Collected data entries:
- - -
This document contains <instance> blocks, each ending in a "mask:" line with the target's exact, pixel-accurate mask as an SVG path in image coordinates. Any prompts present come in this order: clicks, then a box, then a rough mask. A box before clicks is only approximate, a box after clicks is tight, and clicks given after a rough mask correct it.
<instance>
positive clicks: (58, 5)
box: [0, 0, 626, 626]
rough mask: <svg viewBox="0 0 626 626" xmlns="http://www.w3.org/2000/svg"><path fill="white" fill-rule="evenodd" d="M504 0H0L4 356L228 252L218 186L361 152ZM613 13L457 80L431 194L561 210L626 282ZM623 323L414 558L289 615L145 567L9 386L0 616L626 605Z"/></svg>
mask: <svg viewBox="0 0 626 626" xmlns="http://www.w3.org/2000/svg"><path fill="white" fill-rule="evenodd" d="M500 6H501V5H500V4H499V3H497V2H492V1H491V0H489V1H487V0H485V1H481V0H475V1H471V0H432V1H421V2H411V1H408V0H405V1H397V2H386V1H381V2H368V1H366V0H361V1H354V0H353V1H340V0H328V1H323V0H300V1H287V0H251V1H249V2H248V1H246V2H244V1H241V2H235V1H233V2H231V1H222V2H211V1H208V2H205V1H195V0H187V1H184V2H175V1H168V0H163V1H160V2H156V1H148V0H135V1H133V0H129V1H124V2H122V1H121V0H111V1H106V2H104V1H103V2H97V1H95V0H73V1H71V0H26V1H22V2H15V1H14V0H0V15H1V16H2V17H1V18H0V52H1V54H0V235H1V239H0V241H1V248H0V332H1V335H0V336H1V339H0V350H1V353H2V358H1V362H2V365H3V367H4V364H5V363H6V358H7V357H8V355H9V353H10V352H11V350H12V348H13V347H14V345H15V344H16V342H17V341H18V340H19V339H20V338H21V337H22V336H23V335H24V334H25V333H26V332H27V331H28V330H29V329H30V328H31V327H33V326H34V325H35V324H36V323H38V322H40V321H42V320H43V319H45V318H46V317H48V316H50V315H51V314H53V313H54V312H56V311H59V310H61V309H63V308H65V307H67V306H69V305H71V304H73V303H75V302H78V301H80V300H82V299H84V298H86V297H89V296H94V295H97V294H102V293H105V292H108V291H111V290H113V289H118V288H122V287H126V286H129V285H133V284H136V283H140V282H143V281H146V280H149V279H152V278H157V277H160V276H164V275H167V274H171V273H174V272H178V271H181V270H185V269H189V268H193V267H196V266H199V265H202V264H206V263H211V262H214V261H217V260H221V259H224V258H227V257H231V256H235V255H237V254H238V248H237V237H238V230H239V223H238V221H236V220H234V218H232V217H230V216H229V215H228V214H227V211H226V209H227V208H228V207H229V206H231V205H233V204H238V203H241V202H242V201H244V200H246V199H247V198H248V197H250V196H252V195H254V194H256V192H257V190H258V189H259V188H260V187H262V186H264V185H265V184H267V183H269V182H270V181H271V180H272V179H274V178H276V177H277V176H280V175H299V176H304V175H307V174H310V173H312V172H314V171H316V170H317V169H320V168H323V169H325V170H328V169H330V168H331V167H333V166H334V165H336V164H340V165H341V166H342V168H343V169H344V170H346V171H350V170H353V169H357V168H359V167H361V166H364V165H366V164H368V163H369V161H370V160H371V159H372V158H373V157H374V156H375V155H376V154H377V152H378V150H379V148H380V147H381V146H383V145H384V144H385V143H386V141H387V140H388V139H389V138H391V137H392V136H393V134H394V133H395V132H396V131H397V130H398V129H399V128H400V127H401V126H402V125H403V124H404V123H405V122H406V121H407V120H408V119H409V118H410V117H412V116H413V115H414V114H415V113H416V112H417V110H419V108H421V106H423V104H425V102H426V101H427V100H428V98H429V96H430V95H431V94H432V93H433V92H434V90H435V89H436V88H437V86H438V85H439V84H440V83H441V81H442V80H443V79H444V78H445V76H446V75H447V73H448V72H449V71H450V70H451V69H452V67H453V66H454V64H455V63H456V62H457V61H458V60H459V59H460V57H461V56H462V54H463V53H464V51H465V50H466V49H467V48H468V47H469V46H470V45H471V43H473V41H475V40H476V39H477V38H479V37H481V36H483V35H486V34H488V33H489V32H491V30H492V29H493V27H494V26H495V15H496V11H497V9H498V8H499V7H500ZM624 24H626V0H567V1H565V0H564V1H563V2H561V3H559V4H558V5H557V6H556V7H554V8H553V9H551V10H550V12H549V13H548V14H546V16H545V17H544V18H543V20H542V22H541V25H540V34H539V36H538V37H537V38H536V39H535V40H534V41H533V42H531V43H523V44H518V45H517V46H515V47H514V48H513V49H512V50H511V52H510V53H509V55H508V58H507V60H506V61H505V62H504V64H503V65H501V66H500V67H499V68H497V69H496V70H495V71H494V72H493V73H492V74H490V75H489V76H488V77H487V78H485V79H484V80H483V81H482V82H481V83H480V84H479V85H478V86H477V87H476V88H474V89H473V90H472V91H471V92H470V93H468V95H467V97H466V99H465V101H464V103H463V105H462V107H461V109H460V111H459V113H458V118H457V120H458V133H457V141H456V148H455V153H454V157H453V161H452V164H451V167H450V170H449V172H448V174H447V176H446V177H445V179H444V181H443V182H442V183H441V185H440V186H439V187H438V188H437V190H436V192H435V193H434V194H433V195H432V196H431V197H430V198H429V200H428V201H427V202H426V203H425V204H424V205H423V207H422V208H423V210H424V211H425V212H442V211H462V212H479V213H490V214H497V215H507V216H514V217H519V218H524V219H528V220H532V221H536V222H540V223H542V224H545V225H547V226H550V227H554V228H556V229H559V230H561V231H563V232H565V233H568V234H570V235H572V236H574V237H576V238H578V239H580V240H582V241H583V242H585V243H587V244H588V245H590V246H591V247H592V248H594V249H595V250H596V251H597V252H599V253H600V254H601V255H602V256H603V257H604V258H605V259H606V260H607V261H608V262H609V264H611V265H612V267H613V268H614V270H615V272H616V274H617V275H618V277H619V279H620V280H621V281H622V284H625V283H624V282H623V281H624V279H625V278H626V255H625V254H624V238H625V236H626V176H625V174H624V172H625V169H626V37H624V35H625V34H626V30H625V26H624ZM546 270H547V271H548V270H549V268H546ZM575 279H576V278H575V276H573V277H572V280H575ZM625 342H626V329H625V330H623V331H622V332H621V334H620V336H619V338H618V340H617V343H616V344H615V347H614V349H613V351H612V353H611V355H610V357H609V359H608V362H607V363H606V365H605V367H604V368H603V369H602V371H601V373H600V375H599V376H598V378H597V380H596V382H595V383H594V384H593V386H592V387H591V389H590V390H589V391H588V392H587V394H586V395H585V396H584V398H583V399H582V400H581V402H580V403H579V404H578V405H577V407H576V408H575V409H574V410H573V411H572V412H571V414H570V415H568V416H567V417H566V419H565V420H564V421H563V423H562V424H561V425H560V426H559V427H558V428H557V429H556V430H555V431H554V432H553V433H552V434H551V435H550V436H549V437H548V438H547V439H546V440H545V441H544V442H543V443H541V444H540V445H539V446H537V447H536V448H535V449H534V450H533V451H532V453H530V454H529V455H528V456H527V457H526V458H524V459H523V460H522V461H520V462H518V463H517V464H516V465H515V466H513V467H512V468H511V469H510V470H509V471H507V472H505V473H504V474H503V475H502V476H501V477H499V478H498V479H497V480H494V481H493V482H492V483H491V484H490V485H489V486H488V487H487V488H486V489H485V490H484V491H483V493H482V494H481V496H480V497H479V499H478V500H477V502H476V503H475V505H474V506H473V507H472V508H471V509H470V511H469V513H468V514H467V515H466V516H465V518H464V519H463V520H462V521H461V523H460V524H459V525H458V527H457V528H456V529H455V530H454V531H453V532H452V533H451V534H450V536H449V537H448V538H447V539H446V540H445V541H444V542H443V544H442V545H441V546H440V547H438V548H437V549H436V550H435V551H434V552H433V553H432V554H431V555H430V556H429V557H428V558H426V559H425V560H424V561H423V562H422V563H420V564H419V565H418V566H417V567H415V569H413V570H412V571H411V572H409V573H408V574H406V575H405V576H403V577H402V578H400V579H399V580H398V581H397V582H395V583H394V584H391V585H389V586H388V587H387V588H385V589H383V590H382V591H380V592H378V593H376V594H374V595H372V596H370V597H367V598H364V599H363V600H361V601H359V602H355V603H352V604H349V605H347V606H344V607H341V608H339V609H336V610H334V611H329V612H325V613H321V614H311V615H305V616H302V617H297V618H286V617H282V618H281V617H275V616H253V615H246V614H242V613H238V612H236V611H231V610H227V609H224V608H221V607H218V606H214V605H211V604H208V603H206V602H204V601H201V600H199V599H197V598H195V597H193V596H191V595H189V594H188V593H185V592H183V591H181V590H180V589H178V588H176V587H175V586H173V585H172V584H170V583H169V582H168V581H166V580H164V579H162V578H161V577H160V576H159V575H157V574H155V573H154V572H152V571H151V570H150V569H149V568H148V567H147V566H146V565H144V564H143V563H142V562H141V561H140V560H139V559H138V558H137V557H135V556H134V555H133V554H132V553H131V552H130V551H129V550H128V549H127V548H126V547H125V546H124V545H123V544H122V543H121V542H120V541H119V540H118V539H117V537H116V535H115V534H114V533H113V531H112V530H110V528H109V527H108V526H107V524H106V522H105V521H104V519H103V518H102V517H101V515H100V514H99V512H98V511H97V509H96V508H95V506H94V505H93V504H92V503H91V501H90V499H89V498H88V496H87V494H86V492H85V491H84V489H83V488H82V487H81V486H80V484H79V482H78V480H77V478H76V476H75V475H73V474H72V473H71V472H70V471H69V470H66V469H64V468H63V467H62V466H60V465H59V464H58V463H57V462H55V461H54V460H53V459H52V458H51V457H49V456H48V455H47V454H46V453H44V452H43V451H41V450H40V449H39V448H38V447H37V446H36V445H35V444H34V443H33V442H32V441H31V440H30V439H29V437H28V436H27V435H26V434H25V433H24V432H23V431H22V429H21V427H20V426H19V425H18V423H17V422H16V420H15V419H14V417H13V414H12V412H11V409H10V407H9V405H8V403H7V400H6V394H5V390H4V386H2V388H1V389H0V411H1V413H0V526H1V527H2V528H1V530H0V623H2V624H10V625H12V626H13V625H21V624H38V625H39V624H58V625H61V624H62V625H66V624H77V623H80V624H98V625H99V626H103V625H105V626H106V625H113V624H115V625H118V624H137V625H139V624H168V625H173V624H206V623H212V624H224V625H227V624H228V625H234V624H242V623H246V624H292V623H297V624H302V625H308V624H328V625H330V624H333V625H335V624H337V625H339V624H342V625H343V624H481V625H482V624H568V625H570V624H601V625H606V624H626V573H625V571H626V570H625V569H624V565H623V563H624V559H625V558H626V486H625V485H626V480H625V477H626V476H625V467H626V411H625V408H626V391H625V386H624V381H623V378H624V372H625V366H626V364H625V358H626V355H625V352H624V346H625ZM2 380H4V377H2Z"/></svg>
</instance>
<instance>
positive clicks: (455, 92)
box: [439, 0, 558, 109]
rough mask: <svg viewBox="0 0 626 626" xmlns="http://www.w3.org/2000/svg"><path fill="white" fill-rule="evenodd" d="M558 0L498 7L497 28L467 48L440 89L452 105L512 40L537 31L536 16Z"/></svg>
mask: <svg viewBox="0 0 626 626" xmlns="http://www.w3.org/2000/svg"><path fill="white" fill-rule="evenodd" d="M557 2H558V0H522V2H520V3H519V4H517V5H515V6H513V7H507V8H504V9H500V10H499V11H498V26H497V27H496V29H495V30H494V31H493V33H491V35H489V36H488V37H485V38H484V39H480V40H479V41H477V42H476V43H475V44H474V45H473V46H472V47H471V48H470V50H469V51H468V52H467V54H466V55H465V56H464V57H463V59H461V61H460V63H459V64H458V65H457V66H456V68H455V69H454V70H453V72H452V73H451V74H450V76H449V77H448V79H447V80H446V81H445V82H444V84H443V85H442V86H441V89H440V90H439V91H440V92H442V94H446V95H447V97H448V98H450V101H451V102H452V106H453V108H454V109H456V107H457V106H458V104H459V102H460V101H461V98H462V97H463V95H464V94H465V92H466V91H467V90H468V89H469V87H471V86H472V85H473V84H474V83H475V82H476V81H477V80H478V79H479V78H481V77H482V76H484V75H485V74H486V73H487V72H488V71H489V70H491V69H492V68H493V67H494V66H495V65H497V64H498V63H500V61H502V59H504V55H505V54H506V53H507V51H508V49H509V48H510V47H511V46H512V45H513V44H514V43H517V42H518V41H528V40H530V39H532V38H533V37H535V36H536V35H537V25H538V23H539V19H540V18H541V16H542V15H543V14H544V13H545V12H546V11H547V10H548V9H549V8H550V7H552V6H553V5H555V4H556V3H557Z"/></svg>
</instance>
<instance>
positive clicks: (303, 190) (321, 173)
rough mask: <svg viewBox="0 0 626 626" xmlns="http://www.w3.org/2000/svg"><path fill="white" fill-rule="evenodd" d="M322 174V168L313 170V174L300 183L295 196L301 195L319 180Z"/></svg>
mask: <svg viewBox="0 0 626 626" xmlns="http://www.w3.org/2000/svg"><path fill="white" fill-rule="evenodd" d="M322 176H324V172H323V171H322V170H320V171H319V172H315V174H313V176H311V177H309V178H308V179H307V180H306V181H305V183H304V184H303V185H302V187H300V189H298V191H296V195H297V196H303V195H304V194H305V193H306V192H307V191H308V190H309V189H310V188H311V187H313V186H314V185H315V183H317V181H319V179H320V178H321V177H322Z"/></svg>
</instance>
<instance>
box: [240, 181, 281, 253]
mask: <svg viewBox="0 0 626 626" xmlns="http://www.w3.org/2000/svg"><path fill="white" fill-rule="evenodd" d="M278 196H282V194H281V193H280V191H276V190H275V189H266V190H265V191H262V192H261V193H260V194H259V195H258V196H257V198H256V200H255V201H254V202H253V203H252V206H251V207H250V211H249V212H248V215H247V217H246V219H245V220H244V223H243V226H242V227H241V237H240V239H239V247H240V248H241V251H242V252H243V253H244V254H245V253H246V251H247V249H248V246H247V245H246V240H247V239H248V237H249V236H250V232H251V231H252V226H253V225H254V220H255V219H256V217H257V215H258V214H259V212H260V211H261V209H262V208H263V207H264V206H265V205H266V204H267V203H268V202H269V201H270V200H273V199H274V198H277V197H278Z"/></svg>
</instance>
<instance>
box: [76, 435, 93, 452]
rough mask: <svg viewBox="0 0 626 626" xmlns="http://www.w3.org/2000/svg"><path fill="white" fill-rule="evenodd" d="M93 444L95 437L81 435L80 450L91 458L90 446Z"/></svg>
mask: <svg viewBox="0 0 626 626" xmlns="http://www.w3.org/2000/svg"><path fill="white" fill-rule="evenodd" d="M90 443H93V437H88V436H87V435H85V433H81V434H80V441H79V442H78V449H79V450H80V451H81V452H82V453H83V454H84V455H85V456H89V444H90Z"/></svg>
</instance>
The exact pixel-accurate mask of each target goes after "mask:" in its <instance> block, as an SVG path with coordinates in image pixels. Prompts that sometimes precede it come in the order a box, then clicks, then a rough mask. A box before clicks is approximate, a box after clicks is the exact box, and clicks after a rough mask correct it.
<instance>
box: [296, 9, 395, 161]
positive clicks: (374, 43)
- - -
**ASSIGNMENT:** Give back the opening line of the records above and every line after it, up to and including the one with "positive clicks: (58, 5)", unchanged.

**TASK RESPONSE:**
This document contains <instance> blocks, each ending in a "mask:" line with the target's exact, pixel-accurate mask as an SVG path in image coordinates. Any prompts present come in this order: clicks, then a box, then a rough mask. A box before clicks is only approximate, a box after clicks is tight, and clicks given after a rough mask correct it.
<instance>
positive clicks: (58, 5)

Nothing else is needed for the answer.